## Work required
Swap every "grey" for "gray" in the listing lines between the one holding "Query: grey baseball cap" and the one holding "(548, 1014)", inclusive. Return only those lines, with everything else left unchanged.

## Task inputs
········

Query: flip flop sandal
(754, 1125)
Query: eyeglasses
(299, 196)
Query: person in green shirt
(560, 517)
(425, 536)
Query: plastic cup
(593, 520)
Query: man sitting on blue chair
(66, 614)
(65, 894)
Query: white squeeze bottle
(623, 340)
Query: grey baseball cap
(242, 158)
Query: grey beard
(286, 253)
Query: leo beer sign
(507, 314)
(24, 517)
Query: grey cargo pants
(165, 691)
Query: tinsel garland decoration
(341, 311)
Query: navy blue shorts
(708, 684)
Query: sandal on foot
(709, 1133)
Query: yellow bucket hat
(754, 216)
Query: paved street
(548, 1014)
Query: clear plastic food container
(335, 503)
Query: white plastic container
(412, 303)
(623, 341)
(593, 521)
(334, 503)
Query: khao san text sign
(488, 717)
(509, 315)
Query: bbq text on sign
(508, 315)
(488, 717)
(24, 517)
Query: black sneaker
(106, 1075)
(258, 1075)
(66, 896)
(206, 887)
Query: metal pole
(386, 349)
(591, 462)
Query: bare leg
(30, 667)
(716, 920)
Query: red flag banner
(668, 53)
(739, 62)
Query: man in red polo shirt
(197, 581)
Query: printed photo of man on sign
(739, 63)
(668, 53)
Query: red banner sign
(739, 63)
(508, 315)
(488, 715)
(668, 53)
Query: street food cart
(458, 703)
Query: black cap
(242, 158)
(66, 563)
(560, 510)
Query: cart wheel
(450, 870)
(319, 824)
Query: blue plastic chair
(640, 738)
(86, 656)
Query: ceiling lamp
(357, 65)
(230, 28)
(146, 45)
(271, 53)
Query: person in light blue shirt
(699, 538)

········

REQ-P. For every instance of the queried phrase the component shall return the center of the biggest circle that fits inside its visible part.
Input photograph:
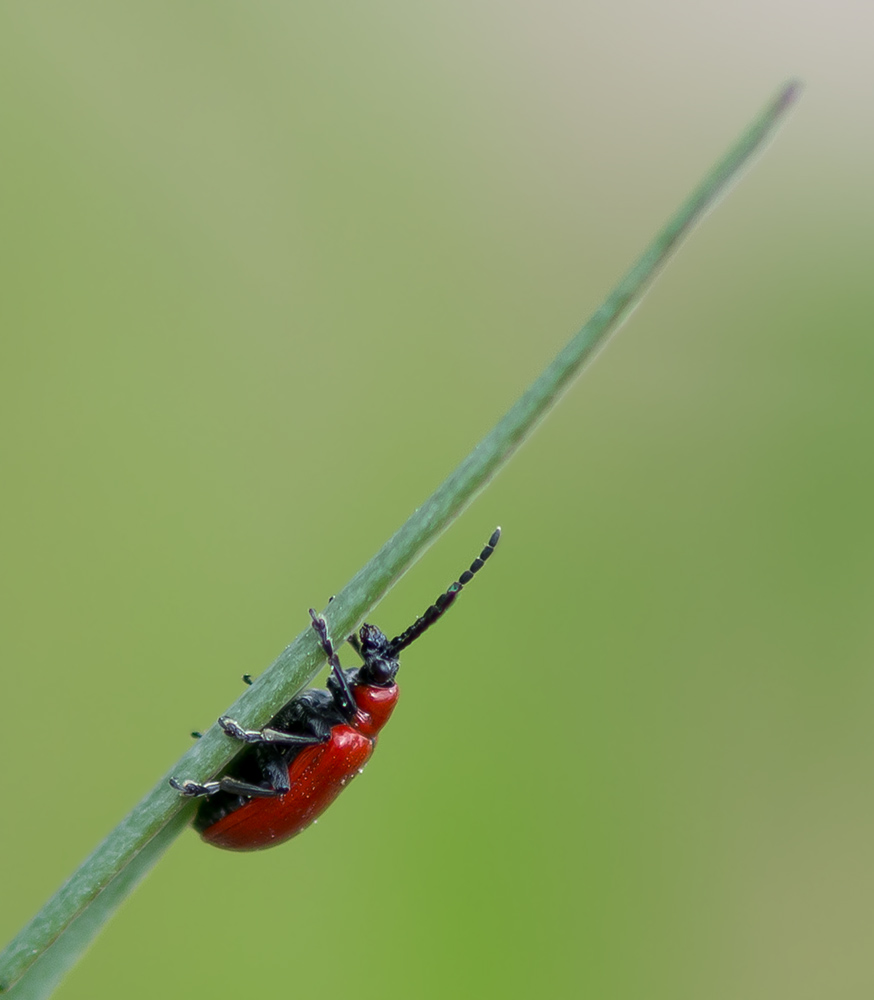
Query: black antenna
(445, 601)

········

## Exercise solution
Query: gray baseball cap
(242, 158)
Query: gray beard
(286, 253)
Query: leo beer sign
(507, 314)
(24, 517)
Query: gray cargo pants
(165, 691)
Query: tinsel garland decoration
(341, 311)
Query: navy blue shorts
(708, 684)
Query: sandal on foot
(709, 1133)
Query: yellow bucket hat
(754, 216)
Query: paved street
(548, 1014)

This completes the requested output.